§ Exercise objective
Copy out all of the material below, requests included, and scale every x and y coordinate in the answers by 2.5. Round each result to the nearest whole number, with halves rounded up.
- - - - - - -
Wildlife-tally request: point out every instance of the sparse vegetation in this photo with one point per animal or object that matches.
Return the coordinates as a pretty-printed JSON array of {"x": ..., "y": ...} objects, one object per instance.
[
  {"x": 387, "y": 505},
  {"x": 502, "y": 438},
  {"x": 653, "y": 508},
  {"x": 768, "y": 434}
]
- - - - - - -
§ Final result
Wildlife-tally request: point out every instance of the sparse vegetation in this photo with one point per animal or object that matches.
Return the coordinates as a pretty-printed JSON array of {"x": ..., "y": ...} objects, one object per instance.
[
  {"x": 968, "y": 1263},
  {"x": 1255, "y": 1095},
  {"x": 1633, "y": 1270},
  {"x": 1920, "y": 1085}
]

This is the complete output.